··· Source document

# Monday with Eric.



## alleyyooper (Feb 19, 2020)

Eric and I decided not to put our names in for the draw. We will spend two more weeks hunting together when ever we can.

We set up a meet for Monday morning between 9:30 and 10:00 because Eric wanted to go in to the main office and make sure no one needed any thing.


We Met at 9:45 loaded his things in my truck and off we went north east toward Caro. Before you get there you pass thru Mayville and there is a lot of small hobby farms from 10 to 100 acres many still have horses, the normal barn yard animals chickens and water fowl.


We went to one we like to hit about every 3 months as they have a large over grown wood lot having it logged off about 8 years ago and we seem to always manage to collect a few coyotes there.

We get there and it is 30F but a real strong wind was driving a skin shredding wind chill as we walk across the field to a row of round hay bales left from the summer. 


Walk the callers out about 75 yards from the woods and set the decoys out about 10 more yards closer.

Because the wind is coming from the woods into our faces strong we bumped the volume of the callers up a bit and let loose with a pair of challenge calls.

Almost instantly we got a few barks back in reply. Let loose with a single challenge call getting a pair in return again we believed to be closer. 

Eric changed to the female looking for a mate sound and got a reply defiantly closer.


Sounded like was straight out from us and of course we know the wind was carrying the sound some.

Then there was a coyote just off to my left a easy swing of the Swift on the shooting sticks, yet I waited a bit longer.

Then a second one popped out to the right of the first one almost right in front of me.

I signed to take the second one triggered the finger and fired.

······
··· Data shown

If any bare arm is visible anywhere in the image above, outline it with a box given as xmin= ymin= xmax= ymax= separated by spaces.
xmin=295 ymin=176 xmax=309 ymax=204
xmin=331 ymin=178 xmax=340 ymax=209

······

#### [Instructions]
(1) In the coyote hunting post, how far from the woods were the callers placed?
(2) Write the next part of the coyote hunting post, picking up after its last sentence.
The lines are separate material, unrelated to the coyote hunting post.

#### [Answers to the exercises]
(1) About 75 yards.

(2)
Two coyotes laid in the field 20 yards from the edge. 

That was a quick 15 minutes so we waited and played the sounds off and on for another 15 minutes but nothing showed. Gather the gear and go look at the coyotes a pair of youngish males possible brothers.


Back at the truck and on the road again the temp read out says 31F DJ on 103 radio out of Lapeer says wind chill is 18F. Make it to M46 turn right toward Kingston make a left about 5 miles down the road to a sheep farm.


Don Anderson used to be a dairy farmer for 40 some years but by 2012 he saw the writing on the wall and sold off all his cattle and came up with a new farm plan. Did two years just doing cash crops leasing other farm land of farmers throwing in the towel. Don attended a farm expo in East Lansing in 2014 and liked what he heard about the sheep farming business.


We started hunting coyotes there in 2015 when he had a pair of coyotes raid his rearing pen one night. Lucky he saw them go thru the fence and sent his dogs to chase them off.


We walk back across the field to a stone pile where we could set up with a wind not right in our faces but close. 

Set the callers out at 100 yards and the decoys at 150 yards. This weather has us thinking the coyotes are going to be mating.

So that is the sound we are going with till we do not get any results using them.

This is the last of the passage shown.